• STUDY TEXT:
----------------------------------------

I've been fascinated by methane digesters for a very long time. There was even a point when I was, kind of, obsessed with them. In fact, I think in the kind of society in which we live, where we generate so much waste, that a methane digester is the BEST way to generate electricity. The fact is that using waste to make methane gas to boil water to run a turbine to make electricity is infinitely more efficient (methane is comparable to natural gas in the way that it can be used and burned) than any fossil fuels.
Methane is highly explosive and requires careful handling, and it smells horrible, but in a society with the millions of people we have who are generating so much waste, it just makes sense that we start closing that loop and start looking for ways to use those things that are, at the moment, just considered waste. In some cultures, there is no such thing as waste. Everything has a purpose. We'd really be doing ourselves a favor to adopt that attitude.
In New York City, a waste treatment facility is experimenting with providing electricity for homes using a methane digester. Area restaurants will be providing food scraps. It's a win/win for everyone. They're reducing the amount of food waste that ends up in landfills, reducing their dependence on unsustainable sources of electricity, and the end result of the process is, actually, compost, which could be used by urban gardeners to grow food ... that is served in the area restaurants ... that give their food wastes to the treatment facility ... that produces electricity ....
There are so very few examples of a truly closed-loop system in our society of consumerism and wanton waste. This one ... this one makes me smile.
**Edited to add: Little Homestead in Boise posted a comment about a Chinese family with a residential-sized methane digester, and in the years I've been looking at these, I've found a lot of examples of the same thing - here in the US. Several years ago, I actually found a company in India that was making residential-sized digesters (not sure what happened to them).
It is definitely time to start looking more seriously at this kind of thing for use in the developing world. I mean, just because we (think we) have access to unlimited cheap resources is no reason to use them with abandon. Even when my chickens are laying like crazy, I don't waste eggs. In fact, I freeze eggs to use later when the chickens aren't being so generous.

----------------------------------------

• SET OF TASKS:
[1] Duplicate the part of the methane digester post starting with "Methane is highly" and going on through "adopt that attitude.".
[2] In the methane digester post, what will area restaurants supply to the New York City waste treatment facility?
None of the data is needed here.

----------------------------------------

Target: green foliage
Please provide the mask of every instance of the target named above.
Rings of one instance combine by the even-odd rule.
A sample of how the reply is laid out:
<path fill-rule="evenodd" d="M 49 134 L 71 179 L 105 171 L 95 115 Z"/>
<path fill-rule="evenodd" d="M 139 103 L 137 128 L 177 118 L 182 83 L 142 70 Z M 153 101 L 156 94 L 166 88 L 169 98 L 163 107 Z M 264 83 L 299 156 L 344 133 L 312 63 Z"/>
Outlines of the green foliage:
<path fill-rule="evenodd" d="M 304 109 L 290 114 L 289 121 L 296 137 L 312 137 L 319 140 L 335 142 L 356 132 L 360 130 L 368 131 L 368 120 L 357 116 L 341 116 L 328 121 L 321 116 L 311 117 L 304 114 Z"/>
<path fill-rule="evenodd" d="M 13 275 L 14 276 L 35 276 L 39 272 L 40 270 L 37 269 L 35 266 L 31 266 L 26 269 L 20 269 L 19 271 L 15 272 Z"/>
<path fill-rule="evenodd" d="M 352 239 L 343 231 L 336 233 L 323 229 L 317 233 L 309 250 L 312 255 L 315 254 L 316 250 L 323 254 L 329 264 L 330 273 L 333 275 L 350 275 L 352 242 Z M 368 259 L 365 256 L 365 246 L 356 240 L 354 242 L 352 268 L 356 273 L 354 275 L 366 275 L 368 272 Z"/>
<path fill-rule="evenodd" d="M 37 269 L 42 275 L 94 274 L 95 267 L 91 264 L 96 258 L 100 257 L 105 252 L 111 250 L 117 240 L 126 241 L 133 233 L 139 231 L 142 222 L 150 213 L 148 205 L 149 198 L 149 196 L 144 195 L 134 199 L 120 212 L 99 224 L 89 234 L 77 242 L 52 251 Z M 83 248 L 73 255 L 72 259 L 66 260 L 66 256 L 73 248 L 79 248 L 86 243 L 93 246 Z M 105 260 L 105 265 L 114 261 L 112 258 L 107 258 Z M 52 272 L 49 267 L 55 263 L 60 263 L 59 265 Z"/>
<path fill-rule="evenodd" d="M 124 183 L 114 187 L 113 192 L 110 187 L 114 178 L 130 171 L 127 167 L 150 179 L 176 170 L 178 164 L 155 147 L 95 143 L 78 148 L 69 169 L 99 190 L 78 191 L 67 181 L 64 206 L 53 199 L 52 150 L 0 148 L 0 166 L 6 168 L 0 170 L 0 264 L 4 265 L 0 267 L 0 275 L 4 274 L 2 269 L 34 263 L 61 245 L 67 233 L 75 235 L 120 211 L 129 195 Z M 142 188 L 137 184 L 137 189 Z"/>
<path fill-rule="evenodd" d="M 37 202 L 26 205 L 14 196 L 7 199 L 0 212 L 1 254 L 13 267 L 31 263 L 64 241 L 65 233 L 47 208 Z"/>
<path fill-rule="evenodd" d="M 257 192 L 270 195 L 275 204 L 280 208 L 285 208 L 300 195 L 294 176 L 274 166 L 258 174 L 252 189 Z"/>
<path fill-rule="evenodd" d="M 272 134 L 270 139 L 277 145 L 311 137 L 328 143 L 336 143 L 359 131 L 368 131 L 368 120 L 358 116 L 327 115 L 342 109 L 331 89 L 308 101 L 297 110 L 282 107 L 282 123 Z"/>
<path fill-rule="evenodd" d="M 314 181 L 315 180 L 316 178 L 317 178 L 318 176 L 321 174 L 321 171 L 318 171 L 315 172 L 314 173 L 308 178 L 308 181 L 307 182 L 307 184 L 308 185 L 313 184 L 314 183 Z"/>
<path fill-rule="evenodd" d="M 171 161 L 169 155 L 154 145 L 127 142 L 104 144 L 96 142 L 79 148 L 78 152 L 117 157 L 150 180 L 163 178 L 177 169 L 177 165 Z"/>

----------------------------------------

• ANSWER SECTION:
[1]
Methane is highly explosive and requires careful handling, and it smells horrible, but in a society with the millions of people we have who are generating so much waste, it just makes sense that we start closing that loop and start looking for ways to use those things that are, at the moment, just considered waste. In some cultures, there is no such thing as waste. Everything has a purpose. We'd really be doing ourselves a favor to adopt that attitude.

[2] Food scraps.